● Stated task
Print all of the entries exactly, minus the pictures.

+++++

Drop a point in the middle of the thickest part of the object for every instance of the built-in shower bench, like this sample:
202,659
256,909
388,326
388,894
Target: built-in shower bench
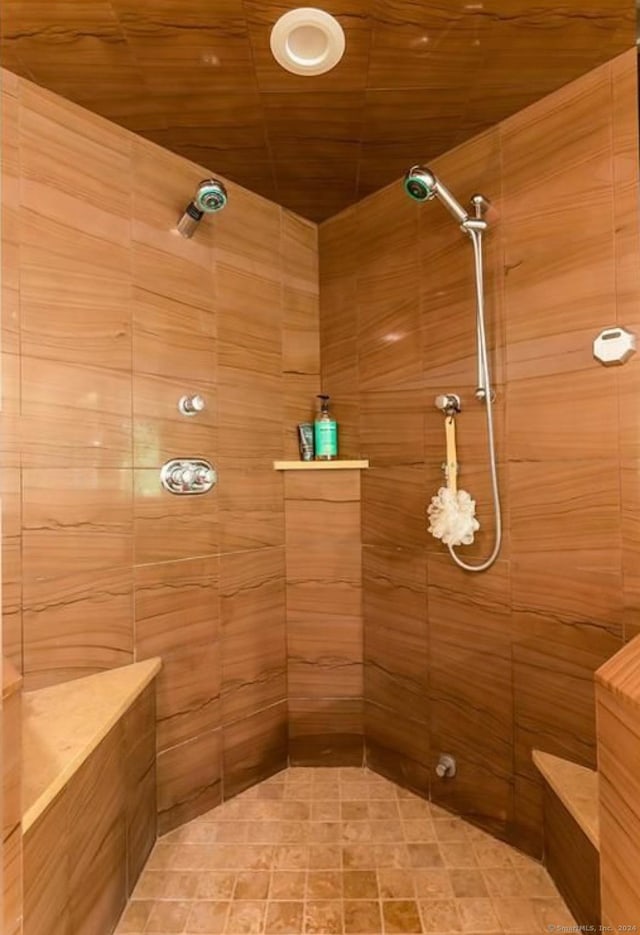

+++++

● Response below
Drop a point in the middle of the thickest part of the object for every instance of the built-in shower bench, like this sample:
202,659
256,909
388,326
388,894
Target: built-in shower bench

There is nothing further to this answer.